▸ **Brano di testo**
========================================
C’è un punto preciso in cui il nostro corpo non appartiene più né a noi stessi né ai nostri cari.
Non è quello della morte, quello non lo conosciamo e non sappiamo dove si trova.
È quello in cui si presenta al suo interno una minaccia esterna che lui non è in grado di debellare da solo.
È lì che il nostro corpo, così intimo, così personale, smette di essere nostra proprietà privata per diventare territorio di tutti e nello stesso tempo terra di nessuno. Gli serve un medico, prima di tutto, e poi tutto intorno la famiglia, gli affetti, gli amici, qualcuno su cui poter contare.
Se poi la malattia lo trascina in un letto d’ospedale, è lo Stato l’unico a doverci mettere mano. L’unico ad avere mani esperte che sanno come curarlo, come nutrirlo, come toccarlo, girarlo, lavarlo, salvarlo. Mani forti e delicate di medici, infermieri, operatori. Le mani belle e pulite del lavoro umano, quello su cui si ogni Stato dovrebbe investire.
È quando siamo lì distesi, lucidi ma impotenti, incapaci di agire, smarriti e spaventati, o forse incosciente, con l’anima chissà dove. È questo il punto preciso in cui ci rendiamo conto se viviamo in uno Stato buono o in uno cattivo.
Se qualcuno al di fuori dei nostri affetti e dei nostri amori, si prende cura di noi quando non ce la facciamo da soli. Se c’è umanità nei nostri confronti e difesa della nostra vita, indipendentemente da noi stessi, dalla nostra volontà, provenienza o estrazione.
E non solo in senso strettamente medico, ma in tutto quello che fa di noi degli esseri sociali dignitosi, come la casa, il lavoro, l’istruzione.
========================================
▸ **Dati forniti**
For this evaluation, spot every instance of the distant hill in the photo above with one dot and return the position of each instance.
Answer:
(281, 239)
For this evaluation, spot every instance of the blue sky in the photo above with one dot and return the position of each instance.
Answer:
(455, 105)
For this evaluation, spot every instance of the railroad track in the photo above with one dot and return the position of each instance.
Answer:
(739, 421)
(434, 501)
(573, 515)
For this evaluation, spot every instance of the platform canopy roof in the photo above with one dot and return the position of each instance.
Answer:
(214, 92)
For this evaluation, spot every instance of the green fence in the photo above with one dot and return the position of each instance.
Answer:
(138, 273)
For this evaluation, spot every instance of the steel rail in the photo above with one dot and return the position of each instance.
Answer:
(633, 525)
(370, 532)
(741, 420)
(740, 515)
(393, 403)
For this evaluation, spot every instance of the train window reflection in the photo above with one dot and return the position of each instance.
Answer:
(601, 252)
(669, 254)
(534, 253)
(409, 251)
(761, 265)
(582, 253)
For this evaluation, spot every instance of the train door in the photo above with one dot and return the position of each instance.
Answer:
========================================
▸ **Compito assegnato**
Estragga per intero il brano sul corpo malato e sullo Stato riportato sopra, riproducendolo parola per parola senza alcuna modifica.

▸ **Risultato dell'esercizio**
C’è un punto preciso in cui il nostro corpo non appartiene più né a noi stessi né ai nostri cari.
Non è quello della morte, quello non lo conosciamo e non sappiamo dove si trova.
È quello in cui si presenta al suo interno una minaccia esterna che lui non è in grado di debellare da solo.
È lì che il nostro corpo, così intimo, così personale, smette di essere nostra proprietà privata per diventare territorio di tutti e nello stesso tempo terra di nessuno. Gli serve un medico, prima di tutto, e poi tutto intorno la famiglia, gli affetti, gli amici, qualcuno su cui poter contare.
Se poi la malattia lo trascina in un letto d’ospedale, è lo Stato l’unico a doverci mettere mano. L’unico ad avere mani esperte che sanno come curarlo, come nutrirlo, come toccarlo, girarlo, lavarlo, salvarlo. Mani forti e delicate di medici, infermieri, operatori. Le mani belle e pulite del lavoro umano, quello su cui si ogni Stato dovrebbe investire.
È quando siamo lì distesi, lucidi ma impotenti, incapaci di agire, smarriti e spaventati, o forse incosciente, con l’anima chissà dove. È questo il punto preciso in cui ci rendiamo conto se viviamo in uno Stato buono o in uno cattivo.
Se qualcuno al di fuori dei nostri affetti e dei nostri amori, si prende cura di noi quando non ce la facciamo da soli. Se c’è umanità nei nostri confronti e difesa della nostra vita, indipendentemente da noi stessi, dalla nostra volontà, provenienza o estrazione.
E non solo in senso strettamente medico, ma in tutto quello che fa di noi degli esseri sociali dignitosi, come la casa, il lavoro, l’istruzione.